[Excerpt from a dataset]
-- Start --

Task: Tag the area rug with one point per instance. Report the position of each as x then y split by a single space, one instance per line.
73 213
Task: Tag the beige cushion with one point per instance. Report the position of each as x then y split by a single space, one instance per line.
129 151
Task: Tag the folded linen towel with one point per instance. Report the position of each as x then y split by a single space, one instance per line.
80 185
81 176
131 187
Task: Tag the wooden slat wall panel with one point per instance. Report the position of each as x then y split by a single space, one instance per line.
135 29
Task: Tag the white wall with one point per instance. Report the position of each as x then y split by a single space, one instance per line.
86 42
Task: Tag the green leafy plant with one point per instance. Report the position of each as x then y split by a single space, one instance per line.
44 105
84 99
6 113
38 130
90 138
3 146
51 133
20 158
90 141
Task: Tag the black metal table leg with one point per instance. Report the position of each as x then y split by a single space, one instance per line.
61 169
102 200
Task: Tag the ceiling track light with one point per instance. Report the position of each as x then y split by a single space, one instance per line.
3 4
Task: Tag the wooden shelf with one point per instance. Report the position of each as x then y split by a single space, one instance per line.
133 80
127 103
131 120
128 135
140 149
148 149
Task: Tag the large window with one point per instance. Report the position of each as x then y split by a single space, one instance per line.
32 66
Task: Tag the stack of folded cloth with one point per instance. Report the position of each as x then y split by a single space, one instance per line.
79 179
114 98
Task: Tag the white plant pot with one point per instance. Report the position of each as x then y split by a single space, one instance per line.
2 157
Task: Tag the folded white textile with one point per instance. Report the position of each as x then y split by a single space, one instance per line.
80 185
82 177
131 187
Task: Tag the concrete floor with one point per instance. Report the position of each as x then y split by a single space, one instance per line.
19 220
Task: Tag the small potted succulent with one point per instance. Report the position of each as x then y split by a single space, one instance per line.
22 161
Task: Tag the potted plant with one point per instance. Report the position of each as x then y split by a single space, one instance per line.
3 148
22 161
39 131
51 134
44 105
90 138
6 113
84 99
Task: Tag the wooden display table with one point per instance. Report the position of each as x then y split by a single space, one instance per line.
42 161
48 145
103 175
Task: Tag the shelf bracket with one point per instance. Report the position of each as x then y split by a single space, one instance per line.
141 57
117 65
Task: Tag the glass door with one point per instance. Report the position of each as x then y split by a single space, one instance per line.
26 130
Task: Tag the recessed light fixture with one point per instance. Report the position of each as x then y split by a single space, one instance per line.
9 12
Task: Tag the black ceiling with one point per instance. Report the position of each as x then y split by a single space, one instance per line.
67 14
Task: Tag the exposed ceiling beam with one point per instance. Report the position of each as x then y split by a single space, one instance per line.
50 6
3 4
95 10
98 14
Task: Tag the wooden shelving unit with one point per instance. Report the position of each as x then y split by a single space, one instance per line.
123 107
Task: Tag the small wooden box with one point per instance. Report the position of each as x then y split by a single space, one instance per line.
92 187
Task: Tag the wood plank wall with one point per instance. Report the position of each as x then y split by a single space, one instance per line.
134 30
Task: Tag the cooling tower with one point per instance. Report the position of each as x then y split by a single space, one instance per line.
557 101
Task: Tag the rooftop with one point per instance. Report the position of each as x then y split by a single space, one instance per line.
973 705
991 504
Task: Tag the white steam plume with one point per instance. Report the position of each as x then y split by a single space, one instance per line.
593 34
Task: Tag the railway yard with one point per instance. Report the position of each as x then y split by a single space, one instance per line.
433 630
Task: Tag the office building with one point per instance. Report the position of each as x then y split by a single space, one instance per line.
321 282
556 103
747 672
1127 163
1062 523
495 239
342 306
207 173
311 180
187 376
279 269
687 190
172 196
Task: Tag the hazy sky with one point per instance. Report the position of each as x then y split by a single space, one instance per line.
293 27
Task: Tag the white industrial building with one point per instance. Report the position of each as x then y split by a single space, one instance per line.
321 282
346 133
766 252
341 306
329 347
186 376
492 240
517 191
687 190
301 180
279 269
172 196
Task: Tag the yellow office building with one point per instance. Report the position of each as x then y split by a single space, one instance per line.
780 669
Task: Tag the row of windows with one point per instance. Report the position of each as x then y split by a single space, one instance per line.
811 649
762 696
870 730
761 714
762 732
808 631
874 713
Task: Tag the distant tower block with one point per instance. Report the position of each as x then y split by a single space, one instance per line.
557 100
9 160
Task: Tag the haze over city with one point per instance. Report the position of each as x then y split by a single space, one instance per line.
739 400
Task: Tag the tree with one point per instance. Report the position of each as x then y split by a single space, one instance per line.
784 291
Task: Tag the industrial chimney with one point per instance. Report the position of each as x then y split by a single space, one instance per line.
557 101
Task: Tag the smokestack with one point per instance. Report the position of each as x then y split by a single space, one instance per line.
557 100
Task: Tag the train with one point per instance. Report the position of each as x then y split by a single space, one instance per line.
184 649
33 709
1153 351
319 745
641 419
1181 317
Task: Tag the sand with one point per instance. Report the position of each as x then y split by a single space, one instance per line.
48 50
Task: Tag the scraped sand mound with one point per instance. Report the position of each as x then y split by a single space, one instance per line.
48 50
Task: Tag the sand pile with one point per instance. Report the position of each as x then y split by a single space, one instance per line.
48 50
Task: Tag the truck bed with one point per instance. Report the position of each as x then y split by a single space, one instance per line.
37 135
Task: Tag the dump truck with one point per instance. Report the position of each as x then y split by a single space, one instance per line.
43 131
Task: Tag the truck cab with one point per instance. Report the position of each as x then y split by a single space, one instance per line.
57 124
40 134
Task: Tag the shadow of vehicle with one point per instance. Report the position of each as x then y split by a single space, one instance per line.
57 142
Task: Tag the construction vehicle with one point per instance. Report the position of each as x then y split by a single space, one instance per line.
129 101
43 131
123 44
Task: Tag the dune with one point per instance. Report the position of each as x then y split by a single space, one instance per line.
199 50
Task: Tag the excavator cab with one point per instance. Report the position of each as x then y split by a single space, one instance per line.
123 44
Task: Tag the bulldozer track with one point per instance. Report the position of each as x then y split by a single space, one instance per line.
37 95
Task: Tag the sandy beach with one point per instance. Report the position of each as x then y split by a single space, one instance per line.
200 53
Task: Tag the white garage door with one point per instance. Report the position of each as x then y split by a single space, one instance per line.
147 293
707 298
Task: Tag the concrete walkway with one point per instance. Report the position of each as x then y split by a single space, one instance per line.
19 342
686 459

-- End --

Print all of the items above again, line for line and without any changes.

Task: Tag the area rug with one point per instance. Report the position of each as x then y split by a single space, one instance per line.
73 213
Task: Tag the beige cushion with one point per instance. Report the position of each as x then y split by a single space, one instance per line.
129 151
Task: Tag the folded linen towel with one point per instance. Report the position of each as x then y split by a single space, one instance per line.
80 185
81 176
131 187
Task: Tag the wooden slat wall panel with one point per instance. Report the position of each as x then y split by a single space, one instance per line.
135 29
Task: Tag the white wall with one point per instance. Report the position of each as x then y split by a single space, one instance per line.
86 42
Task: Tag the green leafy plant with one point per instance. Report the position of each as x then y split by a single space, one instance per line.
44 105
84 99
6 113
38 130
90 138
3 146
51 133
20 158
90 141
Task: Tag the black metal table leg with one point per instance. Report the position of each as x then y split by a single space, one instance per line.
61 169
102 200
Task: Tag the ceiling track light with one point per instance. Report the position of each as x then y split by a single space, one instance per line.
3 4
Task: Tag the wooden shelf with one point per instance. Report the position of each as x then y split by a single space, one instance per line.
133 80
127 103
131 120
128 135
140 149
148 149
Task: Tag the large window with one point per instance. Report the position of each as x then y split by a single space, one instance per line.
32 66
Task: Tag the stack of folded cloth with one point per instance. Report the position of each as x then y split by a single space, one instance per line.
79 179
114 98
Task: Tag the white plant pot with one point per instance. Report the position of each as x then y split by a single space, one instance per line.
2 157
Task: Tag the folded white textile with one point per instance. Report the position of each as x then y split by a single space, one instance per line.
80 185
82 177
131 187
Task: Tag the concrete floor with one point per instance. Report the position of each as x then y split by a single space, one instance per line.
19 220
Task: Tag the small potted succulent with one point per instance. Report the position of each as x then y split by a single space, one instance per line.
22 161
Task: Tag the potted plant with one point per instance. Report the position of each as x then y split by a single space, one instance per line.
3 148
22 161
39 131
51 134
44 105
90 138
6 113
84 99
Task: Tag the wooden display table with one point per instance. Report the position of each as x then y split by a single space, one instance per line.
42 161
48 145
103 175
Task: Tag the shelf bracket with one point per instance. Report the position of each as x then y split by a single space, one instance per line.
141 57
117 65
Task: Tag the glass door with one point per instance. Report the position of each as x then y split by a single space, one instance per line.
26 130
Task: Tag the recessed light fixture with one point per instance. Report the position of each as x then y split by a single space, one instance per line.
9 12
Task: Tag the black ceiling with one point per instance. Report the position of each as x then y split by a single space, one instance per line.
67 14
Task: Tag the exposed ceiling beam with one point per instance. Report the position of each as x then y split by a single space, one instance per line.
50 6
3 4
95 10
98 14
Task: Tag the wooden shelving unit with one point per instance. Report the position of each as x then y split by a single space, one instance per line.
123 107
Task: Tag the small wooden box with one point per instance. Report the position of each as x then y split by a single space, one instance per line.
92 187
Task: Tag the wood plank wall with one point per instance. Report the position of each as x then y split by a single space, one instance per line.
134 30
Task: Tag the cooling tower with one point per instance. Report the position of each as x then y split by a single space, one instance per line.
557 101
Task: Tag the rooftop with one point per instance. Report the position of each as x then y split by a single space, one instance per line.
973 705
991 504
Task: Tag the white steam plume with one point per instance. Report the position of each as x then y split by a single space, one instance per line.
593 34
Task: Tag the railway yard with one point per instance. Report the position of each as x then y split by a single space, one instance per line.
433 630
Task: Tag the office building with one point per instance. Report the position of each as x then y split by a single space, one instance per line.
321 282
556 103
747 672
1127 163
1062 523
495 239
342 306
207 173
311 180
187 376
279 269
687 190
172 196
Task: Tag the hazy sky with one point per instance. Report the position of each as x then y split by a single space, one instance per line.
293 27
Task: Tag the white industrial building with one point per instance. Report the position of each as x then y split by a single space, one instance per line.
321 282
346 133
766 252
341 306
329 347
186 376
492 240
517 191
687 190
301 180
279 269
172 196
Task: Tag the yellow office building with one point per instance. Report the position of each as x then y split by a single space, one instance per line.
780 669
Task: Tag the row of windows with one point per instance. Report the position of each as x then y split by a single space, one instance per line.
811 649
762 696
870 730
761 714
762 732
808 631
874 713
Task: Tag the distant tower block with one point per instance. Report the position of each as x then y split by a single space, one instance per line.
557 100
9 160
Task: Tag the haze over city with one point per instance. Report the position of each as x then y split by a single space, one instance per line.
739 400
Task: Tag the tree with one point per instance. Report the position of each as x then y split by a single space, one instance per line.
784 291
Task: Tag the industrial chimney with one point per instance. Report the position of each as x then y split by a single space, one instance per line.
557 101
Task: Tag the smokestack with one point per instance. Report the position of each as x then y split by a single space, one instance per line.
557 100
Task: Tag the train with one point per instance. Report the position of each as x then y split by a single space, one instance per line.
184 649
33 709
1153 351
319 745
641 419
1181 317
Task: Tag the sand with one point per instance. Report the position of each as x then y split by a single space, one instance per line.
48 50
Task: Tag the scraped sand mound with one point per instance. Report the position of each as x then y split by a single space, one instance per line.
48 50
Task: Tag the sand pile with one point per instance. Report the position of each as x then y split by a single space, one instance per line.
48 50
Task: Tag the truck bed with one point per instance. Report the position of each as x then y split by a single space, one instance per line.
37 135
Task: Tag the dump truck with one point per instance. Report the position of each as x then y split by a single space, one instance per line.
43 131
Task: Tag the truck cab with one point per instance. Report the position of each as x then y split by a single space, one instance per line.
57 124
40 134
Task: Tag the shadow of vehicle with one point per instance. Report the position of each as x then y split by a single space, one instance per line.
57 142
Task: Tag the construction vehicle with one point per instance. Report the position of each as x then y split by a single space, one instance per line.
129 101
43 131
123 44
Task: Tag the dune with one point per instance. Report the position of each as x then y split by a single space, one instance per line.
199 50
Task: Tag the excavator cab with one point per instance. Report the position of each as x then y split by a single space, one instance per line.
123 44
Task: Tag the bulldozer track with one point per instance. Report the position of each as x then y split by a single space, one instance per line.
37 95
Task: Tag the sandy beach with one point per instance. Report the position of each as x then y split by a single space, one instance per line.
200 53
Task: Tag the white garage door with one point per instance. Report the position of each as x then y split by a single space, one instance per line.
147 293
707 298
Task: Tag the concrete walkway with one point per instance. Report the position of each as x then y split by a single space, one instance per line.
19 342
686 459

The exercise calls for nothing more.